* [Quoted passage]
########
In recent decades, Dalit families had slowly managed to break away from their dependency on high-caste landowners. During the crisis, women returned to knock on the doors of their former landlords, begging for a little rice or to pawn their jewellery. They cook only local vegetables and have gone back to picking wild plants. During the strict lockdown, they negotiated with the police to be able to move around, more or less successfully. They have also campaigned against harassment from financial companies seeking their dues.

The men, who had previously been away due to migration, are now also at home. Some are proactive, trying to get a few hours or days of work here and there, including as daily agricultural labourers, which had been a denigrated occupation and left to women. But many now seem shattered, as though in shock, and most certainly threatened in their masculinity due to the sudden loss of their role as breadwinner. “We are not ashamed,” the women regularly say when we ask them about this apathy among the men.

Which changes will last?
########
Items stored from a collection
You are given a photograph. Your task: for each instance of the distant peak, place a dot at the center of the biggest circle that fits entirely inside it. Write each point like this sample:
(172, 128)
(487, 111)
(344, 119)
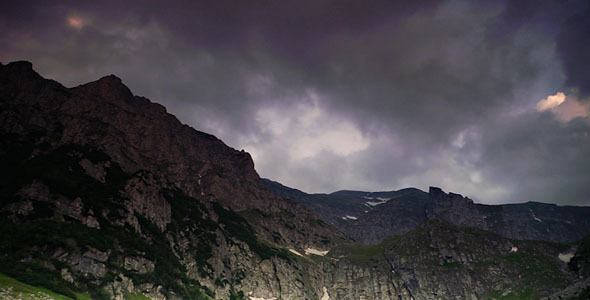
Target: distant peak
(109, 87)
(435, 190)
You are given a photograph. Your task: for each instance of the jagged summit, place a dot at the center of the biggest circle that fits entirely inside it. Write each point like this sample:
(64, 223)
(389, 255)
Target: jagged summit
(106, 194)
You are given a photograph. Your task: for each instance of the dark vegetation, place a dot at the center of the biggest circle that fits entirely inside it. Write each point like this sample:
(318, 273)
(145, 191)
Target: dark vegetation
(29, 241)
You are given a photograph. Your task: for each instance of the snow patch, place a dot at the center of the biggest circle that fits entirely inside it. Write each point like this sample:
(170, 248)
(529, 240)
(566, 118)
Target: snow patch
(325, 296)
(565, 257)
(375, 203)
(309, 251)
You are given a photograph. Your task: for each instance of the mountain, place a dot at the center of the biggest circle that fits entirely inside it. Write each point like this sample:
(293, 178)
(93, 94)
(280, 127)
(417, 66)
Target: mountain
(370, 217)
(104, 191)
(104, 195)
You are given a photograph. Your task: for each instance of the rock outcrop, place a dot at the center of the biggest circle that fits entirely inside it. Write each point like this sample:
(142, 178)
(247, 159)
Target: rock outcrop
(104, 193)
(370, 217)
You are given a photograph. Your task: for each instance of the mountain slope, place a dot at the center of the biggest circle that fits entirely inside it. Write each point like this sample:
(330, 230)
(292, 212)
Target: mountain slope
(370, 217)
(106, 192)
(106, 196)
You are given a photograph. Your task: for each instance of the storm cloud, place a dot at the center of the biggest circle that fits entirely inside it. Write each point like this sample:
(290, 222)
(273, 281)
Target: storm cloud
(329, 95)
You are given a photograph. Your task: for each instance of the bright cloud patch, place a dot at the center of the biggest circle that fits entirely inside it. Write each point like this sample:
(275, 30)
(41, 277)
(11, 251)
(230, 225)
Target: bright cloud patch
(309, 130)
(76, 22)
(565, 108)
(551, 101)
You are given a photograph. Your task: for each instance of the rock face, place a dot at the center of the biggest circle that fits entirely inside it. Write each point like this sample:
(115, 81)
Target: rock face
(110, 193)
(370, 217)
(105, 193)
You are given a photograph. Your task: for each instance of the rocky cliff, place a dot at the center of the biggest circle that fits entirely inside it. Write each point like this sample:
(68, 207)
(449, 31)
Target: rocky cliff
(107, 196)
(104, 191)
(370, 217)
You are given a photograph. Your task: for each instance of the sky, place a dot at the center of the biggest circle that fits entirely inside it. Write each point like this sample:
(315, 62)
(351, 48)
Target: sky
(489, 99)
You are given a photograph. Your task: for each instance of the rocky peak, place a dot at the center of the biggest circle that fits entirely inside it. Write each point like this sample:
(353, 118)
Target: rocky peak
(109, 88)
(453, 208)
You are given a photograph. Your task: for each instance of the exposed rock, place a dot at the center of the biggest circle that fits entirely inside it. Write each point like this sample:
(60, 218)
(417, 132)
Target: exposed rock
(138, 265)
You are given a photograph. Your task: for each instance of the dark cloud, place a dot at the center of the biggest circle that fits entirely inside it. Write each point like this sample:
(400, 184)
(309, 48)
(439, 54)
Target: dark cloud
(345, 94)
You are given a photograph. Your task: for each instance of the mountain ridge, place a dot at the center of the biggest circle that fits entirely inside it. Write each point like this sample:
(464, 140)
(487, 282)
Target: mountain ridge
(106, 194)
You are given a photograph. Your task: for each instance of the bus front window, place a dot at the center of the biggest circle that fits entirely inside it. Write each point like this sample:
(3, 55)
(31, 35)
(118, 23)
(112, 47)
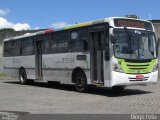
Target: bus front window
(134, 44)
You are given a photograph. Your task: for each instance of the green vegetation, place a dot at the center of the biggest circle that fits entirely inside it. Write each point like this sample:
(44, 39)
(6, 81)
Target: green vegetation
(7, 30)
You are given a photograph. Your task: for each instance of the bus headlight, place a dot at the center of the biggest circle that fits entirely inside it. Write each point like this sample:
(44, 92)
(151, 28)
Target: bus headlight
(117, 68)
(155, 68)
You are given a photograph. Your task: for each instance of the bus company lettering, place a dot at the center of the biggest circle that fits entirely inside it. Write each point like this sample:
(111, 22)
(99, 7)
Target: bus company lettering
(131, 23)
(68, 60)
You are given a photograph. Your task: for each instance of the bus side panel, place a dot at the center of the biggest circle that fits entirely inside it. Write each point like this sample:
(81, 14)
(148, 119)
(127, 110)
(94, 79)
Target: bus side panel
(8, 68)
(59, 67)
(12, 66)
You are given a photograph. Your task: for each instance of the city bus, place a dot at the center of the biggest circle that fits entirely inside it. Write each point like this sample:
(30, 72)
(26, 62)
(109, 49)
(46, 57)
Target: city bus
(113, 52)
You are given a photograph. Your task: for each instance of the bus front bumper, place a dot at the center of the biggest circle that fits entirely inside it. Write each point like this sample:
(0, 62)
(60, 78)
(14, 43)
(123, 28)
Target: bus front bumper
(122, 79)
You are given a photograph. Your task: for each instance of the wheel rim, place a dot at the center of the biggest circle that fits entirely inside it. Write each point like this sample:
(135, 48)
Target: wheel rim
(80, 83)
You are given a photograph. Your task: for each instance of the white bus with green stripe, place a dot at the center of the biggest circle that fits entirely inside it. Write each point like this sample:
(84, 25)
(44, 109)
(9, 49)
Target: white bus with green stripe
(113, 52)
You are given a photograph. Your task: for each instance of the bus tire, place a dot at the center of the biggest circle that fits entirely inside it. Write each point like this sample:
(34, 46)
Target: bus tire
(80, 81)
(22, 77)
(118, 88)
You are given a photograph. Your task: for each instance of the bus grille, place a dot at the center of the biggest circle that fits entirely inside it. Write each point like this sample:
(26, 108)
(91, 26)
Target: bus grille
(134, 79)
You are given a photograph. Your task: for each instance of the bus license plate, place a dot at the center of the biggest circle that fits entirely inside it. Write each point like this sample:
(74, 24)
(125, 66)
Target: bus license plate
(139, 77)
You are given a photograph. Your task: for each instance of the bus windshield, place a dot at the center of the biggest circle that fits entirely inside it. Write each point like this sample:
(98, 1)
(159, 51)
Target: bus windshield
(134, 44)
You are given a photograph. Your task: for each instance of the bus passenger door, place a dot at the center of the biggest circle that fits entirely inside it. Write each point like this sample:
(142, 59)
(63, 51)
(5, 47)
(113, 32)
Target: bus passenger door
(97, 56)
(38, 59)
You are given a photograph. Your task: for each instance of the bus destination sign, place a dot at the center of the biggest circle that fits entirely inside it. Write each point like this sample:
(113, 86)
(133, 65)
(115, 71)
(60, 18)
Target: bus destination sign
(132, 23)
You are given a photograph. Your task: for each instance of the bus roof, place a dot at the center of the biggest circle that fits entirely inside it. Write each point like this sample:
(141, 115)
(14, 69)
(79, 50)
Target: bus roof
(70, 27)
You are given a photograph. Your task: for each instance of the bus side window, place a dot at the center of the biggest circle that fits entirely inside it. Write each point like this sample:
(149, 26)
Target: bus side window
(107, 50)
(59, 43)
(17, 47)
(8, 45)
(79, 40)
(46, 43)
(28, 46)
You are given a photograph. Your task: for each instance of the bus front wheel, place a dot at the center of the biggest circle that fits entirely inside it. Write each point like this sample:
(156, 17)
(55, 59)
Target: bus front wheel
(22, 76)
(81, 82)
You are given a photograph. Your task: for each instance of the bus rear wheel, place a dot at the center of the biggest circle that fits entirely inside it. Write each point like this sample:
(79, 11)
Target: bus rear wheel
(22, 76)
(81, 82)
(118, 88)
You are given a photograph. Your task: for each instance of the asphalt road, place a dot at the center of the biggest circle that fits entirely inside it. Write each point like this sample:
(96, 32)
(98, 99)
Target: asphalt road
(42, 98)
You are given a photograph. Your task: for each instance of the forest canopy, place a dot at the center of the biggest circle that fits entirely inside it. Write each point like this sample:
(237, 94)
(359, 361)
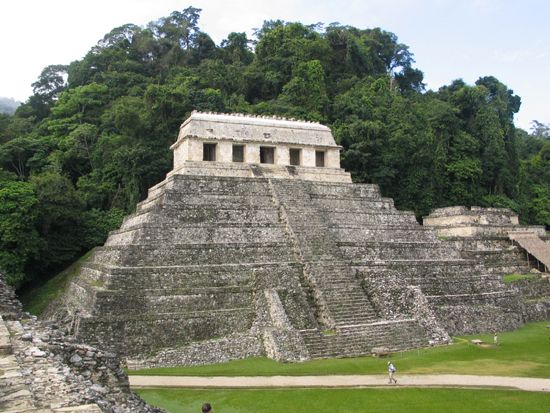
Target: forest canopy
(84, 148)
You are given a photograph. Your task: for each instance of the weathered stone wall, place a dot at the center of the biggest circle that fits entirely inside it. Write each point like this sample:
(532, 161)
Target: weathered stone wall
(44, 371)
(253, 132)
(213, 268)
(460, 221)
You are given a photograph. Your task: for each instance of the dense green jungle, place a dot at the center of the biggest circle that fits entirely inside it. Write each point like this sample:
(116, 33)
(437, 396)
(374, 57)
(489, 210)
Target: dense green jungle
(84, 148)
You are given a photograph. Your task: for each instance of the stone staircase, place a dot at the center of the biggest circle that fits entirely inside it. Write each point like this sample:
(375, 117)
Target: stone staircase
(191, 267)
(352, 326)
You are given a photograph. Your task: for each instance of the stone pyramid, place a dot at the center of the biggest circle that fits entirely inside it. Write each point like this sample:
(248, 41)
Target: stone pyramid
(257, 243)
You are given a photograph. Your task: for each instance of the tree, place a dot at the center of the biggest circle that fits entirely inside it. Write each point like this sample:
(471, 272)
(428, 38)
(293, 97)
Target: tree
(19, 239)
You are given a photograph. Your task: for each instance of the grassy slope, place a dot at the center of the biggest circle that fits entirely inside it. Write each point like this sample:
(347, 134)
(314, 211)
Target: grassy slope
(524, 352)
(36, 299)
(395, 400)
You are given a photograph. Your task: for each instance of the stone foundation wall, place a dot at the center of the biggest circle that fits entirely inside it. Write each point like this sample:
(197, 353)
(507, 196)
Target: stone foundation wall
(43, 370)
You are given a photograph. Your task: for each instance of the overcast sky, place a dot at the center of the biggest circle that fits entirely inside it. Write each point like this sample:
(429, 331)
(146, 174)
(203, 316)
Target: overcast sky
(450, 39)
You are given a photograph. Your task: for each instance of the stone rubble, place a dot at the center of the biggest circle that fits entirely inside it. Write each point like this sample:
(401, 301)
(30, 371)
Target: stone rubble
(42, 370)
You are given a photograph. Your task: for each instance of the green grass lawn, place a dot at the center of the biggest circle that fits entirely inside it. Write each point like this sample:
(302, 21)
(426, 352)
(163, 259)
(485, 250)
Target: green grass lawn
(395, 400)
(524, 352)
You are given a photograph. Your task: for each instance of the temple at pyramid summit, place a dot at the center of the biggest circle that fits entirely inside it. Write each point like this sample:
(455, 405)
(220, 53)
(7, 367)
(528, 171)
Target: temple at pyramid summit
(257, 243)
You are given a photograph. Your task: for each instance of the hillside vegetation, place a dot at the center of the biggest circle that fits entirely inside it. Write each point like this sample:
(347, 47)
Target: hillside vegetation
(82, 151)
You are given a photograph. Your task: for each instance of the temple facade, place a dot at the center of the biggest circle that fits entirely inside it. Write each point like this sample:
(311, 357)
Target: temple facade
(246, 145)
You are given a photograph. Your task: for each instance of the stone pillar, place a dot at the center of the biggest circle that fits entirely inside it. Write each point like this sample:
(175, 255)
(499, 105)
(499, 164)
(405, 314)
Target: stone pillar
(308, 157)
(195, 150)
(282, 156)
(332, 159)
(252, 153)
(224, 152)
(181, 153)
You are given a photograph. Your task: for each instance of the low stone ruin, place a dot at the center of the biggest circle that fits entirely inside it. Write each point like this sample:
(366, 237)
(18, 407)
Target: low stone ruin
(44, 371)
(487, 235)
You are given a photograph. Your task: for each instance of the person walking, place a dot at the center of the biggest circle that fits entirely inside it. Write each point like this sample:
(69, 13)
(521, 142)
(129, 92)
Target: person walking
(391, 373)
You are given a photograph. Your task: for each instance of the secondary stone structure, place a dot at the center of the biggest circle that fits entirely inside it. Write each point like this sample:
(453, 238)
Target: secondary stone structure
(257, 243)
(44, 371)
(494, 237)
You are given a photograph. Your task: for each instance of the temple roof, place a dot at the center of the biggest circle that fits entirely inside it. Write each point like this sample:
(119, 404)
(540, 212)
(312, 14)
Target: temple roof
(252, 128)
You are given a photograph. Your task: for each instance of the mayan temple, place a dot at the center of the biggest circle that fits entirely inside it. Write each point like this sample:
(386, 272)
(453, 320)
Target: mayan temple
(258, 243)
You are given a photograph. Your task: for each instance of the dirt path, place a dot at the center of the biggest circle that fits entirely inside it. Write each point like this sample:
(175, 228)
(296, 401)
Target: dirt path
(447, 380)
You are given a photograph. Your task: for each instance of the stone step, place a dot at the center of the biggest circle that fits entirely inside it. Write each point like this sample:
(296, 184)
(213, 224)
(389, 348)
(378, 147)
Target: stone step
(220, 234)
(139, 255)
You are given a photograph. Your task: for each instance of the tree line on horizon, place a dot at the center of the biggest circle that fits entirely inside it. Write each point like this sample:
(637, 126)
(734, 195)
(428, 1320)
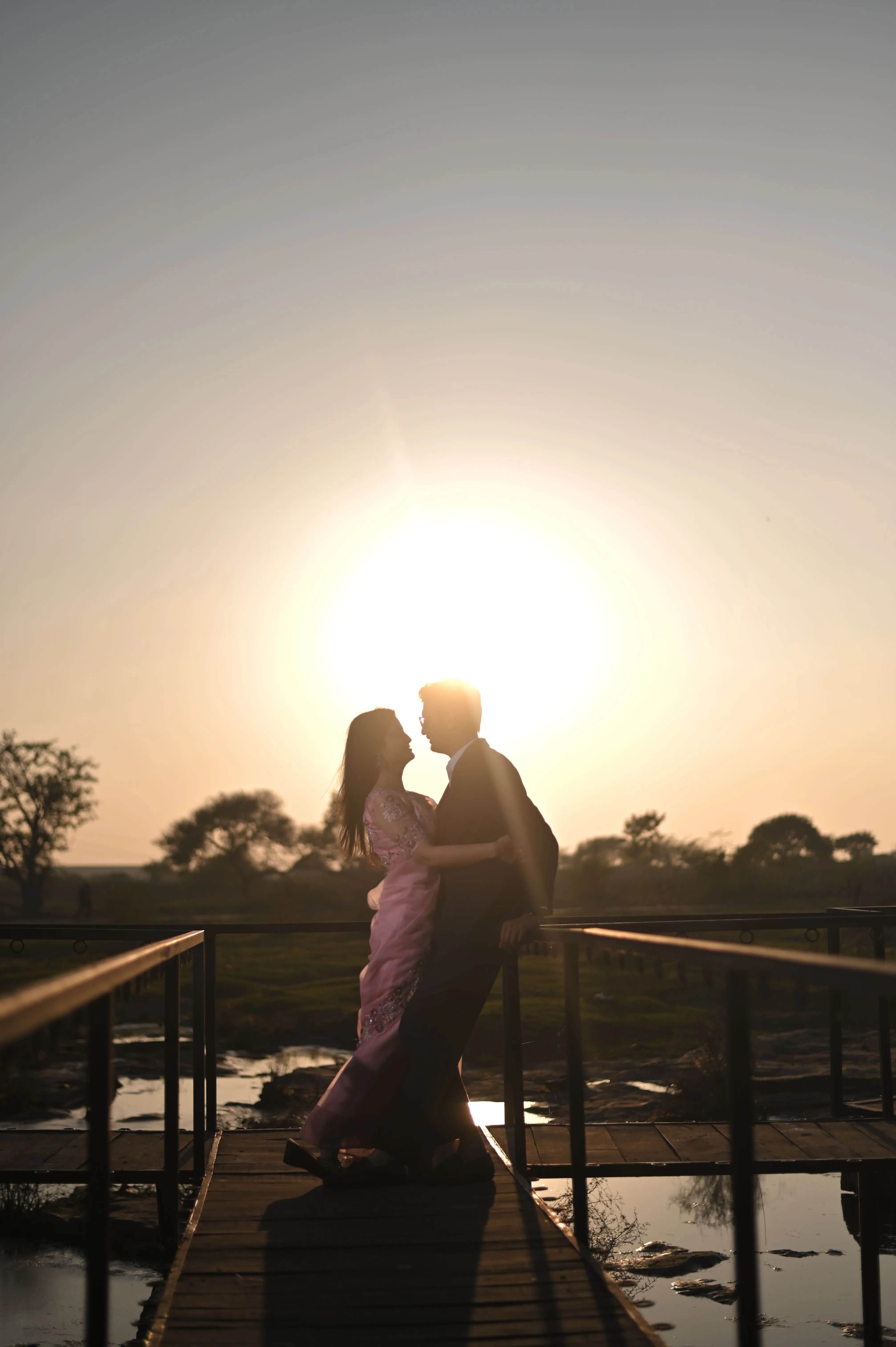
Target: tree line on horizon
(46, 794)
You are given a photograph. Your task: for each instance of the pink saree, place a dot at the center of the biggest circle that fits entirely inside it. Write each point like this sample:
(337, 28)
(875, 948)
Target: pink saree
(354, 1109)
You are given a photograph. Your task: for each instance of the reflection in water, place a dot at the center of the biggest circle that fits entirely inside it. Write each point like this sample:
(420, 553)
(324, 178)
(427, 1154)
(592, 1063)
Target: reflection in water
(802, 1296)
(42, 1298)
(886, 1187)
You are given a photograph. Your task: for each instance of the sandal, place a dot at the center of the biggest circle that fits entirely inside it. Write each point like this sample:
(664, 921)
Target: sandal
(302, 1159)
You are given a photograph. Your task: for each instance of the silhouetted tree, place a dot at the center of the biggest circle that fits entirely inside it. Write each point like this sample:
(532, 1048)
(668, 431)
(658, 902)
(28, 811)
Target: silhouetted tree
(45, 794)
(787, 837)
(246, 830)
(859, 847)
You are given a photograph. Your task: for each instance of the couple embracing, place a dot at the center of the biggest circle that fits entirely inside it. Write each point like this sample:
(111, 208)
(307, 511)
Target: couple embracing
(464, 882)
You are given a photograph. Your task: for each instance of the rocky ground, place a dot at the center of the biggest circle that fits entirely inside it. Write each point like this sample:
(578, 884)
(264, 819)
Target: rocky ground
(792, 1080)
(790, 1071)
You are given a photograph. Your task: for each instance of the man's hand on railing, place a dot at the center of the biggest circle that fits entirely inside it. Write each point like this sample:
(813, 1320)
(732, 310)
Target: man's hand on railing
(517, 931)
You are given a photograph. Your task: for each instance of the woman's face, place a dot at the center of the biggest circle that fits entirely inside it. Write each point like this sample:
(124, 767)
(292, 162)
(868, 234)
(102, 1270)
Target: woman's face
(397, 748)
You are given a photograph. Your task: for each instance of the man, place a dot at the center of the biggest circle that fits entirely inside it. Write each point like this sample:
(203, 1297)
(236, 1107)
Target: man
(483, 911)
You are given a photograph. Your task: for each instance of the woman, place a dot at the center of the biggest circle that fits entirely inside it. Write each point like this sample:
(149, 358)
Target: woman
(382, 821)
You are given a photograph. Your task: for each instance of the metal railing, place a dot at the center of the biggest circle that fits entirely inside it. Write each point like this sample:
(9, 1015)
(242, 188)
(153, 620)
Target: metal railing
(737, 965)
(833, 922)
(41, 1004)
(646, 941)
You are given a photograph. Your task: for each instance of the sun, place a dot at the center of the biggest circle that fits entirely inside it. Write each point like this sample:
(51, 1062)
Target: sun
(471, 597)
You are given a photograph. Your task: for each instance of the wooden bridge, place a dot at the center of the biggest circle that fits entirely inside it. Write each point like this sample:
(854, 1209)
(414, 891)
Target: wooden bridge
(273, 1257)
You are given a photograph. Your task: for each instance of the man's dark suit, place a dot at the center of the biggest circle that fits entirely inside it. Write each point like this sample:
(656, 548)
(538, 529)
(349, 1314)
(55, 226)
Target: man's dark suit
(484, 801)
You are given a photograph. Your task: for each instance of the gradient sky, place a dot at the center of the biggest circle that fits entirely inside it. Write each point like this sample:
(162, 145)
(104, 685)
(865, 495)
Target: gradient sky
(358, 343)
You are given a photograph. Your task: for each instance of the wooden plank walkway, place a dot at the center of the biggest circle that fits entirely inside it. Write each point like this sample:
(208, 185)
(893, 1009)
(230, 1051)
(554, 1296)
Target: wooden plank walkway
(44, 1156)
(618, 1149)
(277, 1260)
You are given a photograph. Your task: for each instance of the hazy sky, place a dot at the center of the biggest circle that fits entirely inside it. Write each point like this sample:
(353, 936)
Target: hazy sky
(358, 343)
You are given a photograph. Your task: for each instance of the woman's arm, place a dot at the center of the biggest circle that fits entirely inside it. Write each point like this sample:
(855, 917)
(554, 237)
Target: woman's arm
(465, 853)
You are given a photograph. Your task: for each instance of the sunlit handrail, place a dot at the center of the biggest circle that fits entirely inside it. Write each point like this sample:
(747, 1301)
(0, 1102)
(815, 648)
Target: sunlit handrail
(737, 965)
(41, 1003)
(860, 976)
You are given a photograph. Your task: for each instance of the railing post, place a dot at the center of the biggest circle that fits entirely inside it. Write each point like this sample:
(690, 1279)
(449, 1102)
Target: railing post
(836, 1031)
(868, 1239)
(169, 1195)
(99, 1179)
(199, 1063)
(514, 1094)
(883, 1036)
(743, 1170)
(211, 1035)
(576, 1078)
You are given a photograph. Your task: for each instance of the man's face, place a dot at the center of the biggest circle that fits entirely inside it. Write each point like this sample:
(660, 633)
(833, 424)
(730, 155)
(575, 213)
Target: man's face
(438, 728)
########
* [Task list]
- a) In the passage on Dalit families, rewrite the paragraph beginning "The men, who had previously been away" as a short list that keeps its main facts.
- b) Using the passage on Dalit families, say whether each statement agrees with it, answering yes or no and quoting the words that decide it: (i) The women now cook only local vegetables. (ii) Working as a daily agricultural labourer had been a respected job for men. (iii) The women's dealings with the police during the strict lockdown always succeeded.
- c) Carry on the passage on Dalit families, starting after its last sentence.

* [Expected results]
- a)
- Men who had been away as migrants are now at home.
- Some look for a few hours or days of work, even as daily agricultural labourers, a looked-down-on job once left to women.
- Many seem shattered and in shock, their masculinity threatened by losing the breadwinner role.
- Asked about the men's apathy, the women often say, "We are not ashamed."

- b)
(i) Yes: "They cook only local vegetables"
(ii) No: "which had been a denigrated occupation and left to women"
(iii) No: "more or less successfully"

- c)
It is crucial not to idealise this female activism. It has not been able to prevent impoverishment, deprivation or malnutrition, and it has certainly involved a degree of anguish, conflict and domestic tension. The crisis has been rekindling preexisting inequalities, including among women and at the village level. Such inequalities are based on class, caste, religion and generations. Solidarity among women is very selective, and it is often easier to show solidarity when one is better off. It runs alongside the reemergence of old forms of patronage and dependency.

The fact that the women are active on all fronts is a source of some pride to them, but it does not seem to have brought them any particular respect. They are simply doing what is expected of them, at all times and in all places, namely ensuring the social reproduction of their families. But something else is also at stake here. In their daily efforts to survive the pandemic, they have actively helped to rebuild local economies and short circuits, which had been dismantled in recent decades by the liberalisation of agriculture, the rise of agribusiness, competition from cheap vegetables and cereals, or from hybrid imported varieties from other Indian states.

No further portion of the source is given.